[Exercise aim]:
Rename "black uniform" to "navy uniform" in the entries from the start through the line containing "302 181 L 310". Give those lines back with nothing else changed.

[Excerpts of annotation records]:

▼▼▼

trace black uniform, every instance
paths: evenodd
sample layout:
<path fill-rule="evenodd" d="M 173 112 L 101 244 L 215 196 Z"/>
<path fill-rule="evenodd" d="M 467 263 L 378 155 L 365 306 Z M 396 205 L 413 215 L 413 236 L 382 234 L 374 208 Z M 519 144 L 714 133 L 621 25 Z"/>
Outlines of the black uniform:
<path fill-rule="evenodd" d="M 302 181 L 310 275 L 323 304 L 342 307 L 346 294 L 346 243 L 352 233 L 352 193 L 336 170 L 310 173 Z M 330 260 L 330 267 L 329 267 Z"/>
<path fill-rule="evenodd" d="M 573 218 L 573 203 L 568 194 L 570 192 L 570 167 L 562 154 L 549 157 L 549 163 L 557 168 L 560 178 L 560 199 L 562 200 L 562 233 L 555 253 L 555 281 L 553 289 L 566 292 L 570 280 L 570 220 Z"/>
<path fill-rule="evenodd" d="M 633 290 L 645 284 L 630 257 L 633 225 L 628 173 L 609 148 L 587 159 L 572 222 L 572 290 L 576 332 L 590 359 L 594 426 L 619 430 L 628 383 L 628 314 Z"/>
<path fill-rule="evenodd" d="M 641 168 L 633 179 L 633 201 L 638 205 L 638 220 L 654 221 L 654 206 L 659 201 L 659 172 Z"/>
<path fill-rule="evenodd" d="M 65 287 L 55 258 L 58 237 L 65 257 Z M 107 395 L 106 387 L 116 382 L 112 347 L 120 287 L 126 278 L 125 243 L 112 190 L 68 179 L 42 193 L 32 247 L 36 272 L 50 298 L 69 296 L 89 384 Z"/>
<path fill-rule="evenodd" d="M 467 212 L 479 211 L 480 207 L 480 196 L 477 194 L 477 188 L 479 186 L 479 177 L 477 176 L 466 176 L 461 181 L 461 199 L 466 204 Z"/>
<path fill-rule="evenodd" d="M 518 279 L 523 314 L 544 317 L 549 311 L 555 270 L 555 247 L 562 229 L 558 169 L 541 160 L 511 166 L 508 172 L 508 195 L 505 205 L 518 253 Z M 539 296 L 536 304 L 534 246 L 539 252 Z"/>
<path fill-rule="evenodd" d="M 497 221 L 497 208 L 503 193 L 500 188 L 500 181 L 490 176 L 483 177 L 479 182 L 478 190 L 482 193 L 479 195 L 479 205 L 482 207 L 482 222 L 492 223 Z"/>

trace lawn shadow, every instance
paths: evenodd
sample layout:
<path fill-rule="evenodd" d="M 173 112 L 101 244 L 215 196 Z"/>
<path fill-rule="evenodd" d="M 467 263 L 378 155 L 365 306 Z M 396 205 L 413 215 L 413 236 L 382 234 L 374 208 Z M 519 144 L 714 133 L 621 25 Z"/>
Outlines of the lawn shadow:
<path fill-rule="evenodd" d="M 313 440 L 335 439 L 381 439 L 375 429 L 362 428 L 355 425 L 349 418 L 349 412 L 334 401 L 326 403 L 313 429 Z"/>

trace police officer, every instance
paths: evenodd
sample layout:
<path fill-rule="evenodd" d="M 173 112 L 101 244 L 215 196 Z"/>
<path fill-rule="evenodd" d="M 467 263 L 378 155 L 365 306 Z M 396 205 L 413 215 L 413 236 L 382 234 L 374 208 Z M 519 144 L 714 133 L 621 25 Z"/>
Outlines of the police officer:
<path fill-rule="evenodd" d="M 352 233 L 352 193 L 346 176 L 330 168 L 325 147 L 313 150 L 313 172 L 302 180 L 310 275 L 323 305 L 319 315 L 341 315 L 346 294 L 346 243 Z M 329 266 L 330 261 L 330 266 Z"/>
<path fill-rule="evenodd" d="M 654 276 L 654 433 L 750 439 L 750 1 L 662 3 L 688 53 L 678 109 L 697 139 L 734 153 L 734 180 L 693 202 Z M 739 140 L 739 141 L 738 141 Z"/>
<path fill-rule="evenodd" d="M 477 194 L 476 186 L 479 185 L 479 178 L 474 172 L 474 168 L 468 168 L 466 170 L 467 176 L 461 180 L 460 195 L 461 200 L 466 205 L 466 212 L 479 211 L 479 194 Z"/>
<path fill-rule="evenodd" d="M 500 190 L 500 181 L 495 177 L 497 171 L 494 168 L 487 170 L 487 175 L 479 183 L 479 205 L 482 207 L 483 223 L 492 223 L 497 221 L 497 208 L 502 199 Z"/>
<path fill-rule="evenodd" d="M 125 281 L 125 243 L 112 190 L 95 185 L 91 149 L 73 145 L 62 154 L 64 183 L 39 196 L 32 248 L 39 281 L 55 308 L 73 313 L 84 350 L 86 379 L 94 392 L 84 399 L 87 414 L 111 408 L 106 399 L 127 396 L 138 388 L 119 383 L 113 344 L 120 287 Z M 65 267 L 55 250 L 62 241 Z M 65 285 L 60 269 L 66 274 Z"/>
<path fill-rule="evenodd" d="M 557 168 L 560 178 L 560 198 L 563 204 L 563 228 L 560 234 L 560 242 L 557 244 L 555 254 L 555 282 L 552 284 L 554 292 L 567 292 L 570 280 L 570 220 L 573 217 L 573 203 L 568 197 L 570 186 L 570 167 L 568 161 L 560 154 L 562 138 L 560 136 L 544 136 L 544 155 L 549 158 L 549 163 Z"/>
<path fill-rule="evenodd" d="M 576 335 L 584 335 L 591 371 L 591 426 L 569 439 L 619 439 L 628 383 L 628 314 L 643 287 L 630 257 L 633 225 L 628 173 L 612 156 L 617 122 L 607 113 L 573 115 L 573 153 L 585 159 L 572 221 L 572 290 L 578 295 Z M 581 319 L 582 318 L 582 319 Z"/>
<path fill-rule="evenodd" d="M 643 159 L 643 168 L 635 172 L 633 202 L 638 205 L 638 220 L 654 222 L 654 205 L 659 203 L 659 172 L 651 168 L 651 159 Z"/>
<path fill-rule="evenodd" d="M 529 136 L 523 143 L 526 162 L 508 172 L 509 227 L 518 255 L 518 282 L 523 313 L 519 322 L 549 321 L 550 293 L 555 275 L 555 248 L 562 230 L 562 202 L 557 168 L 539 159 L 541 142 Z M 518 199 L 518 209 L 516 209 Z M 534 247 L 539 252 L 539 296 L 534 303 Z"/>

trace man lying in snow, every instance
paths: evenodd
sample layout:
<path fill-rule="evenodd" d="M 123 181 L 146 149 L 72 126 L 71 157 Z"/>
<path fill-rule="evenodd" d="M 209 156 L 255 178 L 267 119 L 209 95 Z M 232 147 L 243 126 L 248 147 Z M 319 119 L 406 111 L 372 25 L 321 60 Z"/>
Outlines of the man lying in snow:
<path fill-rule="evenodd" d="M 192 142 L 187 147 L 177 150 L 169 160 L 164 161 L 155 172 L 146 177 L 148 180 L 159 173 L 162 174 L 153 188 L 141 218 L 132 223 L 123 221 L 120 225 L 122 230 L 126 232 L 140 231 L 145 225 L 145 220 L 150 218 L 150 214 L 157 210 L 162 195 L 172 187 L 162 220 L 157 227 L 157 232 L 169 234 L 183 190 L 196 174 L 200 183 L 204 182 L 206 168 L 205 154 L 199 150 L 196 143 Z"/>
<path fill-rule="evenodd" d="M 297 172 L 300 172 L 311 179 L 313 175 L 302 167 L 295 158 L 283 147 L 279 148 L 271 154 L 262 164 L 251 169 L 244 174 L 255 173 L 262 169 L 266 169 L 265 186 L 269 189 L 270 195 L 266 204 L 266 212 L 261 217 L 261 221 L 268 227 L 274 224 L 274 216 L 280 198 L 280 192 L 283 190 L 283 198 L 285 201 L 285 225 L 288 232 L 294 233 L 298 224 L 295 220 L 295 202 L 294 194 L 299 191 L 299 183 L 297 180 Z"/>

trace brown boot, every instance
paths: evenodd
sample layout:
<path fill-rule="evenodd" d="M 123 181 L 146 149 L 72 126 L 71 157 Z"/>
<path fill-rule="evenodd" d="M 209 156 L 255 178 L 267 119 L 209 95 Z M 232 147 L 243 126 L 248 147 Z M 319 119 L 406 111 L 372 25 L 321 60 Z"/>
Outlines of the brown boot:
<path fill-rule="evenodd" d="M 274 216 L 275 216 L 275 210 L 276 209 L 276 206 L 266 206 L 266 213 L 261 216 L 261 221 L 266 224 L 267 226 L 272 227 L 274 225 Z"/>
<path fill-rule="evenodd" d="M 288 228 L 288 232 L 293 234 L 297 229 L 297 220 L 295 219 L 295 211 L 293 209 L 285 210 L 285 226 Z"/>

▲▲▲

[Worked solution]:
trace navy uniform, every instance
paths: evenodd
sample layout:
<path fill-rule="evenodd" d="M 173 112 L 101 244 L 215 196 Z"/>
<path fill-rule="evenodd" d="M 467 263 L 378 155 L 365 306 Z M 396 205 L 413 215 L 413 236 L 382 234 L 374 208 Z M 519 144 L 714 133 L 621 25 Z"/>
Outlines of the navy uniform:
<path fill-rule="evenodd" d="M 302 181 L 310 275 L 323 304 L 342 307 L 346 294 L 346 243 L 352 233 L 352 193 L 336 170 L 310 173 Z M 330 260 L 330 267 L 329 267 Z"/>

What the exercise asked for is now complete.